%%

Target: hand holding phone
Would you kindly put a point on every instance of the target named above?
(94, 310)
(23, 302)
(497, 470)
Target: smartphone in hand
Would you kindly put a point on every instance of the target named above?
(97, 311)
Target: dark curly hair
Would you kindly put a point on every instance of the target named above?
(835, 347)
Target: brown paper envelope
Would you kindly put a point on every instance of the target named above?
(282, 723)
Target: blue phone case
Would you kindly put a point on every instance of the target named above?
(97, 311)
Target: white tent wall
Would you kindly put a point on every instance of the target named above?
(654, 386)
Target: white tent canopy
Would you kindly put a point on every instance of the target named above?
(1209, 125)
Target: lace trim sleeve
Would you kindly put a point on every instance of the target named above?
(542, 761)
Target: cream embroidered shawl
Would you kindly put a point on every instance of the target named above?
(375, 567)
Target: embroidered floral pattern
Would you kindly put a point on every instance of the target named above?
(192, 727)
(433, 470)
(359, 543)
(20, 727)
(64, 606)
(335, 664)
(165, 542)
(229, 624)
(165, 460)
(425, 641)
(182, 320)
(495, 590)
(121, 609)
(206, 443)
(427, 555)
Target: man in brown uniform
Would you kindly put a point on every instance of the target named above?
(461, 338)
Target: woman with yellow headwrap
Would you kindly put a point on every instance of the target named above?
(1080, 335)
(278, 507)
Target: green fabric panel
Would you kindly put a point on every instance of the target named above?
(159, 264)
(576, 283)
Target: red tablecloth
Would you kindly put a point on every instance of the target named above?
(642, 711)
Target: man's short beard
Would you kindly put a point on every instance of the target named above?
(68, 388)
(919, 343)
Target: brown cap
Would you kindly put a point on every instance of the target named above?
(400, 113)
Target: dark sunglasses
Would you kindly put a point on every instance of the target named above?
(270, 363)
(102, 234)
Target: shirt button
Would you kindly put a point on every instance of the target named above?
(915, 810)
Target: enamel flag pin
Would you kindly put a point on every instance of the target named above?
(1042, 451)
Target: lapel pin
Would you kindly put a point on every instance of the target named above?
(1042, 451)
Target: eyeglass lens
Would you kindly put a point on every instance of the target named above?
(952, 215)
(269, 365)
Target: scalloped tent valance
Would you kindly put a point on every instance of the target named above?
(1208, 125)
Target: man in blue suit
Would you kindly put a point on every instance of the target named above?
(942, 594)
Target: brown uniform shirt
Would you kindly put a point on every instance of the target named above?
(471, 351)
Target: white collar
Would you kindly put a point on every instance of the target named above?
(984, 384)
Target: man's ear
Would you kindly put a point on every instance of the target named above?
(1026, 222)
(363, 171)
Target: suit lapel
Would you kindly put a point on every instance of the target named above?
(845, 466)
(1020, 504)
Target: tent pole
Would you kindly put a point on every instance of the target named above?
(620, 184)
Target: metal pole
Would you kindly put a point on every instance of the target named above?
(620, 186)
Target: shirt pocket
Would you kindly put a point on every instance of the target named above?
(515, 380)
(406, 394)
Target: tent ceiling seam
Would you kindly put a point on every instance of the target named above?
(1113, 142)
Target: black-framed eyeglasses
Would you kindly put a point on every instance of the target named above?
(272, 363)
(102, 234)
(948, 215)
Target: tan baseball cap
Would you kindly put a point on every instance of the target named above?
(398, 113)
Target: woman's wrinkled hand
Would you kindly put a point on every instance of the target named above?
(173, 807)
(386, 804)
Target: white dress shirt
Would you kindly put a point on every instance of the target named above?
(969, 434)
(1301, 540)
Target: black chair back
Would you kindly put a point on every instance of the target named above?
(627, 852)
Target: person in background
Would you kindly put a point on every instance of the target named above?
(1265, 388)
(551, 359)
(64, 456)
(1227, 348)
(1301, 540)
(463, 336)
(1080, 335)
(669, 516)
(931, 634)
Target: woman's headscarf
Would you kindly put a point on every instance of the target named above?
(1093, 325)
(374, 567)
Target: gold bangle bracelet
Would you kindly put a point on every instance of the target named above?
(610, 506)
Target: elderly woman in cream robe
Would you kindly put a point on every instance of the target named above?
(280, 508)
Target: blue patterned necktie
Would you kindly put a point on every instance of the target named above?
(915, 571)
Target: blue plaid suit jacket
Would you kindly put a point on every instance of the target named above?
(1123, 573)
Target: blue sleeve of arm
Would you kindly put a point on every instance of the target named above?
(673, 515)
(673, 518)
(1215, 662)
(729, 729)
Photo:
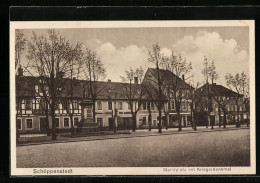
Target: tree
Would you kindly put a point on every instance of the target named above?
(69, 84)
(194, 101)
(209, 73)
(47, 55)
(154, 82)
(237, 82)
(94, 71)
(178, 88)
(222, 99)
(20, 43)
(134, 92)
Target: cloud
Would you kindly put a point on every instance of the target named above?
(227, 54)
(118, 60)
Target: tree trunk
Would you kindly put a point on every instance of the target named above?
(134, 123)
(53, 127)
(47, 119)
(225, 119)
(238, 122)
(160, 121)
(94, 110)
(179, 121)
(219, 116)
(72, 125)
(167, 120)
(150, 121)
(115, 124)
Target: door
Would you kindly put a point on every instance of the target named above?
(111, 123)
(43, 125)
(212, 120)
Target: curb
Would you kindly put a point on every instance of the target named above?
(116, 137)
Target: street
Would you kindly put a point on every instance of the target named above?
(218, 148)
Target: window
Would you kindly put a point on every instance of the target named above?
(172, 105)
(36, 89)
(120, 106)
(144, 106)
(28, 104)
(154, 122)
(109, 105)
(42, 104)
(75, 104)
(66, 122)
(227, 107)
(57, 122)
(99, 105)
(184, 106)
(100, 121)
(65, 104)
(29, 123)
(152, 106)
(231, 107)
(19, 124)
(216, 107)
(76, 121)
(144, 120)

%%

Gib sämtliche Datensätze oben Wort für Wort wieder. Die Bilder lässt du dabei weg.

Target: hand holding phone
Would you kindly put a point on every instance of the target named above?
(94, 310)
(23, 302)
(497, 470)
Target: smartphone in hand
Would you kindly put a point on every instance of the target named above?
(97, 311)
Target: dark curly hair
Would you kindly put a point on every instance of the target named above?
(835, 347)
Target: brown paper envelope
Would you kindly put a point on every instance of the target named above?
(282, 723)
Target: blue phone case
Would you kindly put a point on every instance of the target named above?
(97, 311)
Target: white tent wall
Would you kindly put a point on every instance of the target named above?
(654, 386)
Target: white tent canopy
Would you kindly put a point on every instance of the target named above?
(1209, 125)
Target: lace trim sleeve
Would you kindly put a point on every instance of the target named above?
(542, 761)
Target: cream embroidered shawl
Would you kindly put a point on every instance of the target named above?
(375, 567)
Target: embroidered floral pattern
Would you kindly put a point on every instance of the target named above?
(192, 727)
(433, 470)
(359, 543)
(20, 727)
(64, 606)
(335, 664)
(165, 542)
(229, 624)
(165, 460)
(425, 641)
(182, 320)
(495, 590)
(121, 609)
(206, 443)
(427, 555)
Target: man in brown uniform
Would you kindly put a point on every instance of the target named above?
(461, 338)
Target: woman with yellow headwrap
Would you kindly put a point on every instance of the target named above?
(1080, 335)
(278, 507)
Target: green fabric panel
Would you kindly put a point on every instance of the target named above?
(159, 264)
(576, 283)
Target: red tablecloth
Would you kindly put a point on every instance of the target named above?
(642, 711)
Target: man's short beard
Would you kindly put a point on every instance of the target named above?
(68, 388)
(919, 343)
Target: brown cap
Would you kindly put a point on every instance of the target named above?
(400, 113)
Target: dark sunglasses
Would you kindly put a point on every instance of the target named above?
(270, 363)
(102, 234)
Target: shirt button
Would you kindly put a point on every instance of the target named above?
(915, 810)
Target: enamel flag pin
Would you kindly put a point on every instance of the target named above?
(1042, 451)
Target: lapel pin
Would you kindly put a point on every instance of the target named above?
(1042, 451)
Target: eyeglass lens
Would you kindly put a point on every instance of the target named above?
(952, 215)
(269, 365)
Target: scalloped tent valance
Would you kindly put a point on every instance of the target named above?
(1208, 125)
Target: man in blue suit
Would you kindly put a point on every instance of the target named above?
(942, 594)
Target: brown uniform shirt
Would you kindly put a point on every instance of the target named above?
(471, 351)
Target: white collar
Would you kindly put a point on every instance of the target named above?
(984, 384)
Target: man's ear
Would you kindly put a point on every instance of the target named above?
(1026, 222)
(363, 171)
Target: suit lapel
Would you kindly put a point on every instance of the target named above?
(845, 466)
(1020, 504)
Target: tent pole
Would you kindly put a point on every instance of the target named above?
(620, 184)
Target: metal pole
Would you kindly put a point on every instance of the target named above?
(620, 186)
Target: shirt pocket
Would you kindly put a point on every instance of the target named above?
(515, 380)
(406, 394)
Target: tent ceiling seam
Would you kindly put a point on every instance of the target named above?
(1113, 142)
Target: black-framed eyeglasses
Would you kindly put a point on every instance of the target named above?
(272, 363)
(102, 234)
(948, 215)
Target: tan baseball cap
Would you kindly put a point on every instance of the target named above?
(398, 113)
Target: woman's wrinkled hand
Would you kindly put a point on every instance of the target named above?
(173, 807)
(386, 804)
Target: white dress shirt
Would you kindly put a point on every instance of the target named above?
(969, 434)
(1301, 540)
Target: black chair back
Would you kindly put a point on every instance of the target named above?
(627, 852)
Target: person in background
Would you kindly put a point on every instance of the target named above?
(1265, 388)
(551, 359)
(64, 456)
(1227, 348)
(1301, 540)
(463, 336)
(1080, 335)
(669, 516)
(931, 634)
Target: woman's headscarf
Would you kindly put a point on every instance of the target named above?
(1093, 325)
(374, 567)
Target: gold bangle bracelet
Would you kindly put a point on every instance of the target named above?
(610, 506)
Target: elderly woman in cream robe
Would you kindly put a point on every instance of the target named above?
(280, 508)
Target: blue patterned necktie
Would you kindly put a point on every instance of the target named above?
(915, 571)
Target: blue plaid suit jacket
Would you kindly put a point on every instance of the target named above?
(1123, 573)
Target: blue sleeve of arm
Would you kindly put a point on every instance of the target named above?
(673, 515)
(673, 518)
(1215, 662)
(729, 729)
Photo:
Target: tree
Would you kindly put a point on every instance of the target named above?
(69, 84)
(194, 101)
(209, 73)
(47, 55)
(154, 82)
(237, 82)
(94, 71)
(178, 88)
(222, 99)
(20, 43)
(134, 92)
Target: cloud
Would you kindly put a point on every instance of the target named above?
(227, 54)
(118, 60)
Target: tree trunk
Would you kindly put a point on every instance of the target named above?
(134, 123)
(53, 127)
(47, 119)
(225, 119)
(238, 122)
(160, 121)
(94, 110)
(179, 121)
(219, 116)
(72, 125)
(167, 120)
(150, 121)
(115, 124)
Target: door
Would you kindly put a point on every instance of the target named above?
(111, 123)
(43, 125)
(212, 120)
Target: curb
Would you kindly put a point on every instance of the target named above?
(116, 137)
Target: street
Would you kindly put a point on every instance of the target named above?
(218, 148)
Target: window
Would you kindly put a point on every instance of the target named above?
(172, 105)
(36, 89)
(120, 106)
(144, 106)
(28, 104)
(154, 122)
(109, 105)
(42, 104)
(75, 104)
(66, 122)
(227, 107)
(57, 122)
(99, 105)
(184, 106)
(100, 121)
(65, 104)
(29, 123)
(152, 106)
(231, 107)
(19, 124)
(216, 107)
(76, 121)
(144, 120)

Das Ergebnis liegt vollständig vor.